Já perdi a conta de quantas histórias ouvi sobre missionários cristãos engajados em missões transculturais, seja em civilizações do Oriente, seja entre povos primitivos a ponto de viverem num estado de completa barbárie, seja em países abertamente hostis ao cristianismo. Essas narrativas fazem parte da minha vida e da minha memória praticamente desde que me tornei capaz de prestar atenção a aulas e preleções (embora ainda hoje eu tenha grandes dificuldades em fazer isso sem me distrair uma dezena de vezes). Livros específicos sobre o tema, porém, eu não li muitos. Mas nenhum dos que li me impressionou tanto quanto O totem da paz (cujo título original, muito mais apropriado, aliás, é The peace child). Posso dizer sem hesitação que esse foi um dos livros de influência mais decisiva sobre os rumos da minha formação pessoal. Creio que isso se deve em parte ao fato de eu tê-lo lido aos 15 anos, quando minha vida intelectual ainda não havia sequer começado, de modo que aprendi ali várias coisas que poderia perfeitamente ter aprendido em outros lugares. Algum dia talvez eu escreva um texto sobre livros que chegam a mim na hora errada; acredito, por exemplo, que teria apreciado Júlio Verne muito melhor se o tivesse lido aos doze anos, e não aos dezoito. Mas voltemos ao assunto. Minha intenção original era dar aqui um breve resumo dessa obra e explicitar algumas lições importantes que aprendi com ela. Porém, logo descobri que isso é serviço demais para um único post. Sendo assim, vou me limitar a contar a história hoje, deixando a análise da mesma para uma oportunidade futura.
────────
EXERCÍCIO CURTO 1 – No texto sobre histórias de missionários, qual é o título original do livro O totem da paz?
EXERCÍCIO CURTO 2 – Estenda o texto sobre O totem da paz a partir do ponto em que ele termina.

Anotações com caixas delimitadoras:
────────
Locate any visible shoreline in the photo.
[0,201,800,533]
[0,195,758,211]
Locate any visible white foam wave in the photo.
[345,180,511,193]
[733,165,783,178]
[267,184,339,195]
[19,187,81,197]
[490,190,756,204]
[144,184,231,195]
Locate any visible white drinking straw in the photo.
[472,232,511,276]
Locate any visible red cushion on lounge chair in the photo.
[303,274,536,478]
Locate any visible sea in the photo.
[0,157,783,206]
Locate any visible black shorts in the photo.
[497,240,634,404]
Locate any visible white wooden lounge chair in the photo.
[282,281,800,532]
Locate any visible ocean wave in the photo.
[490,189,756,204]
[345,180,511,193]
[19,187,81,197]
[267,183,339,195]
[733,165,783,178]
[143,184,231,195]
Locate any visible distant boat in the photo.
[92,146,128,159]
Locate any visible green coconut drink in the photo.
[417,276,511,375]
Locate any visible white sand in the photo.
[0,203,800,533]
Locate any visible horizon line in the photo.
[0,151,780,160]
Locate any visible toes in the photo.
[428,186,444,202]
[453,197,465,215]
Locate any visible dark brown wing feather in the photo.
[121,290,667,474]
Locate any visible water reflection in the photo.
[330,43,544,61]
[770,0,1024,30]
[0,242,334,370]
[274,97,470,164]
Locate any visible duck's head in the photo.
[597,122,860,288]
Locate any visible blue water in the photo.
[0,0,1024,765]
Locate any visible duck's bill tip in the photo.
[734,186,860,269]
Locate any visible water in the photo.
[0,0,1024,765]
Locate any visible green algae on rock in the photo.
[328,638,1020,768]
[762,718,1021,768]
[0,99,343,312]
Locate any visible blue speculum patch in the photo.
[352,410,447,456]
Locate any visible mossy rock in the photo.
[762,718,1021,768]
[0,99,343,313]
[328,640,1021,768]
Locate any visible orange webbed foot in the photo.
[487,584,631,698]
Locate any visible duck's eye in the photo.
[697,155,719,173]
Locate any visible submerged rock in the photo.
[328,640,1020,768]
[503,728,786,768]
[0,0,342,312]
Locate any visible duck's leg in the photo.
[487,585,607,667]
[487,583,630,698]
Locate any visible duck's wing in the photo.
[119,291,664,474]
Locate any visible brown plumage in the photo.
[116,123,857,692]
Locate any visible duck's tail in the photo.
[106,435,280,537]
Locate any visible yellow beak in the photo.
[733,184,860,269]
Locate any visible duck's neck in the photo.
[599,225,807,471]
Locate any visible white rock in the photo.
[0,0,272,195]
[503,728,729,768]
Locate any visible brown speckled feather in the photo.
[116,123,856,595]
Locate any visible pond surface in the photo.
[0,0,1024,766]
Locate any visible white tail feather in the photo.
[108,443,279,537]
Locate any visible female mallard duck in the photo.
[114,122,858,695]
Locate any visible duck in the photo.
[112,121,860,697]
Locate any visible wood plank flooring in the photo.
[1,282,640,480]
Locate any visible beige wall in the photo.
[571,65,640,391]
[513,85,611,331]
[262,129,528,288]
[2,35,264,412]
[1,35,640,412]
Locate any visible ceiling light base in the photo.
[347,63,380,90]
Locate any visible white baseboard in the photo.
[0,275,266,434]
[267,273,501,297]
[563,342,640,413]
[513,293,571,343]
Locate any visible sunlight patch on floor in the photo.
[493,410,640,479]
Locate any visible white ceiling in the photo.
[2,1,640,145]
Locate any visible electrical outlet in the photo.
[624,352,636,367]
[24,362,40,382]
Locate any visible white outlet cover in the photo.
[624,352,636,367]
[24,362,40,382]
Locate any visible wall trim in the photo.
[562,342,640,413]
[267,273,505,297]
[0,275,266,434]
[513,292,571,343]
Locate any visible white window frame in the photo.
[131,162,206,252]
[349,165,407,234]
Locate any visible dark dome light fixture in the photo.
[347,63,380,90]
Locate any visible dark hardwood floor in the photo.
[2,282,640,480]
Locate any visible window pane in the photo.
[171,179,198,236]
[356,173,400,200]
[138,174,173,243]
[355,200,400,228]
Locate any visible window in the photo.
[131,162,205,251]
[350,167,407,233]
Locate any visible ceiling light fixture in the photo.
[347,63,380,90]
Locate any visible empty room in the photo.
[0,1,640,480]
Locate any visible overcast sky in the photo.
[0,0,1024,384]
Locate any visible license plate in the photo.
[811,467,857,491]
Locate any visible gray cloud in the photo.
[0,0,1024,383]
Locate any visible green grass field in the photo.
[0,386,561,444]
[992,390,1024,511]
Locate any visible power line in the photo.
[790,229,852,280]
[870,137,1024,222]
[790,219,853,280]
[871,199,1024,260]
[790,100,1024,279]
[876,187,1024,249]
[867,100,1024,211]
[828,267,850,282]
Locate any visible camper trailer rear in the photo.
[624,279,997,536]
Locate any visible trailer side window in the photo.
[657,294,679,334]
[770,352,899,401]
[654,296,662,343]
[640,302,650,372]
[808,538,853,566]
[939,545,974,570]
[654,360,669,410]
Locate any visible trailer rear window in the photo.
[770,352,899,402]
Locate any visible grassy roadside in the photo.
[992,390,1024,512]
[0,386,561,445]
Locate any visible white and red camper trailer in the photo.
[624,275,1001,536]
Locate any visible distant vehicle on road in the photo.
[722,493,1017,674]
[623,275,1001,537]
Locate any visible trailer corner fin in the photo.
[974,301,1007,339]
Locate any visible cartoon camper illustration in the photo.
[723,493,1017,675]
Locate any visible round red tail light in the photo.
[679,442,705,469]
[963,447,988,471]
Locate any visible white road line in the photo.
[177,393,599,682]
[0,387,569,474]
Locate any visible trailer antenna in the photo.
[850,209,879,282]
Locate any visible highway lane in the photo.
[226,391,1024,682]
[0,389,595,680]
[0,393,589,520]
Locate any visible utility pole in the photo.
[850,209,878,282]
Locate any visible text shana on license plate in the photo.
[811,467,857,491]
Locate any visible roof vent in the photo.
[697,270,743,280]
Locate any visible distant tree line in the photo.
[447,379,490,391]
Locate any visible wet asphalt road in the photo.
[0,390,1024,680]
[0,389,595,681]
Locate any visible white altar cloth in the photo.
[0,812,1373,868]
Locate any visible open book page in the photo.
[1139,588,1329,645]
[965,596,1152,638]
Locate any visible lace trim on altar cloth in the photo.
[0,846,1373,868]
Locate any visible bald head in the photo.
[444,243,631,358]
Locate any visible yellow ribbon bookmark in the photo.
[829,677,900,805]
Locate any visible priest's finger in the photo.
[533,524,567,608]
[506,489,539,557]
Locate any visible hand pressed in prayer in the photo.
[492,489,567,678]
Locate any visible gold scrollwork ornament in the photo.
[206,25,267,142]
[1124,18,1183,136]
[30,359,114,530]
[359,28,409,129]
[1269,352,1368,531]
────────
RESPOSTA FINAL 1 – The peace child.

RESPOSTA FINAL 2 –
O autor do livro é o canadense Don Richardson, e a história narrada é a sua própria. Tendo se convertido ao cristianismo na adolescência, ele decidiu dedicar sua vida à pregação do Evangelho, e com esse intuito se matriculou no Prairie Bible Institute, um centro de treinamento missionário localizado na cidadezinha canadense de Three Hilla. Ali, em 1955, aos vinte anos, ele ouviu falar pela primeira vez nas centenas de povos primitivos da parte ocidental da Nova Guiné Holandesa (atualmente um país independente, a Nova Guiné Papua). Depois de um longo período de preparação, Richardson finalmente chegou em 1962 à Nova Guiné, acompanhado de sua esposa Carol e seu filho Stephen, então com um ano e meio. Foi viver então entre os sawis, um povo que jamais tivera qualquer contato prolongado com o homem branco, e cujas relações mesmo com outros povos nativos dos arredores era bastante dificultosa. E na medida em que ia vivendo ali, tentando aprender a língua e compreender a mentalidade de seus novos vizinhos, num esforço para penetrar no mais íntimo do espírito daquelas pessoas, o missionário foi vendo e percebendo coisas absolutamente surpreendentes.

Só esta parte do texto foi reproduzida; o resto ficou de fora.